SOURCE TEXT

Southeastern Morocco’s desert is among the most arid places in the world and rarely experiences rain in late summer.
The Moroccan government said two days of rainfall in September had exceeded yearly averages in several areas that get an average of less than 250 millimeters (10 inches) annually, including Tata, one of the areas hit hardest. In Tagounite, a village about 450 km (280 miles) south of the capital Rabat, more than 100 mm (3.9 inches) was recorded in a 24-hour period.
The storms provided more rainfall than had been seen in decades, leaving striking images of bountiful water gushing through the Saharan sands amid castles and desert flora.
In desert communities frequented by the many tourists who visit the Sahara, 4x4s motored through the puddles and residents surveyed the scene in awe.
“It’s been 30 to 50 years since we’ve had this much rain in such a short space of time,” said Houssine Youabeb of Morocco’s General Directorate of Meteorology.
Such rains, which meteorologists are calling an extratropical storm, may indeed change the course of the region’s weather in months and years to come as the air retains more moisture, causing more evaporation and drawing more storms, Youabeb said.
Six consecutive years of drought have posed challenges for much of Morocco, forcing farmers to leave fields fallow and cities and villages to ration water consumption.

DATA FOR REVIEW
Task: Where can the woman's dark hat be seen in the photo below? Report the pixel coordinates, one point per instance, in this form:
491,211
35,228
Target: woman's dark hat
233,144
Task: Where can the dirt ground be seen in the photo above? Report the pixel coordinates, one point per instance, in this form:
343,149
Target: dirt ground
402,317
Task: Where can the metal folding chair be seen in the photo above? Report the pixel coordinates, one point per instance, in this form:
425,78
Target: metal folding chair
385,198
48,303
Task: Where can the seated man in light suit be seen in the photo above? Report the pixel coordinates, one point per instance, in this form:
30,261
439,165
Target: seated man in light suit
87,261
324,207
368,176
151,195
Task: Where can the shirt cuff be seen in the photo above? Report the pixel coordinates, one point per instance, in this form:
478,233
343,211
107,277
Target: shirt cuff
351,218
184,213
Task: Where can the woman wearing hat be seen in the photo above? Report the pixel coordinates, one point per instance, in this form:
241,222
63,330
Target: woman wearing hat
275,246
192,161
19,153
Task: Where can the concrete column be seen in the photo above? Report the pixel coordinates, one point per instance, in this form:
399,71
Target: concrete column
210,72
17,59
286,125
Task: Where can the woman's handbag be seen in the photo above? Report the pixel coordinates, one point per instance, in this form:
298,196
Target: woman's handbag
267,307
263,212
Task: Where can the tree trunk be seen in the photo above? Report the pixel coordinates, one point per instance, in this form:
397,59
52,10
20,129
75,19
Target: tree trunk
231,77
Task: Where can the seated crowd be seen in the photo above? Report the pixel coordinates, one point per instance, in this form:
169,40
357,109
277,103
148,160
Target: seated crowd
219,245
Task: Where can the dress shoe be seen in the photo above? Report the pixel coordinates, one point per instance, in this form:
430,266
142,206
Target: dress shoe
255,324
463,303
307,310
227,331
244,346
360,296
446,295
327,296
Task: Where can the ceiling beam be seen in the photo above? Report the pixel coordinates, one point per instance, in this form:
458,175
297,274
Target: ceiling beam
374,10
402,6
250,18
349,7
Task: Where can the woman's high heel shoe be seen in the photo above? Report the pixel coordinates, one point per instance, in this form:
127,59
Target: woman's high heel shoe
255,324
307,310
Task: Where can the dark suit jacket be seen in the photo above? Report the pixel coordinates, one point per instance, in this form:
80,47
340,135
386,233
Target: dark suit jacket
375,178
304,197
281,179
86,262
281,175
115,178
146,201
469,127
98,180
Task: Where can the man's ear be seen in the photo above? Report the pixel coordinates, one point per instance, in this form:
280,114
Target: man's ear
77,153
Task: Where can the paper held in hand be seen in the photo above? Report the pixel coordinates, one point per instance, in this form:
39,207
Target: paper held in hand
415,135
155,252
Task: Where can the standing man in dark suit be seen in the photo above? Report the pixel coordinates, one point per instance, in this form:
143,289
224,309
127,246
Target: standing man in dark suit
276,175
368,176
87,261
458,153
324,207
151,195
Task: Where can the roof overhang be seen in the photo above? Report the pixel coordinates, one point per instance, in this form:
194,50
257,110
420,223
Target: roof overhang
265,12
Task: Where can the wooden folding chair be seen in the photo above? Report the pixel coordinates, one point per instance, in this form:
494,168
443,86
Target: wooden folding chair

USING THE INFORMATION
1. Using the passage on rain in Morocco's desert, reproduce the part that opens with the words containing "The Moroccan government" and closes with "scene in awe.".
2. According to the passage on rain in Morocco's desert, how much rain was recorded in Tagounite in a 24-hour period?

EXERCISE RESULTS
1.
The Moroccan government said two days of rainfall in September had exceeded yearly averages in several areas that get an average of less than 250 millimeters (10 inches) annually, including Tata, one of the areas hit hardest. In Tagounite, a village about 450 km (280 miles) south of the capital Rabat, more than 100 mm (3.9 inches) was recorded in a 24-hour period.
The storms provided more rainfall than had been seen in decades, leaving striking images of bountiful water gushing through the Saharan sands amid castles and desert flora.
In desert communities frequented by the many tourists who visit the Sahara, 4x4s motored through the puddles and residents surveyed the scene in awe.

2. More than 100 mm (3.9 inches).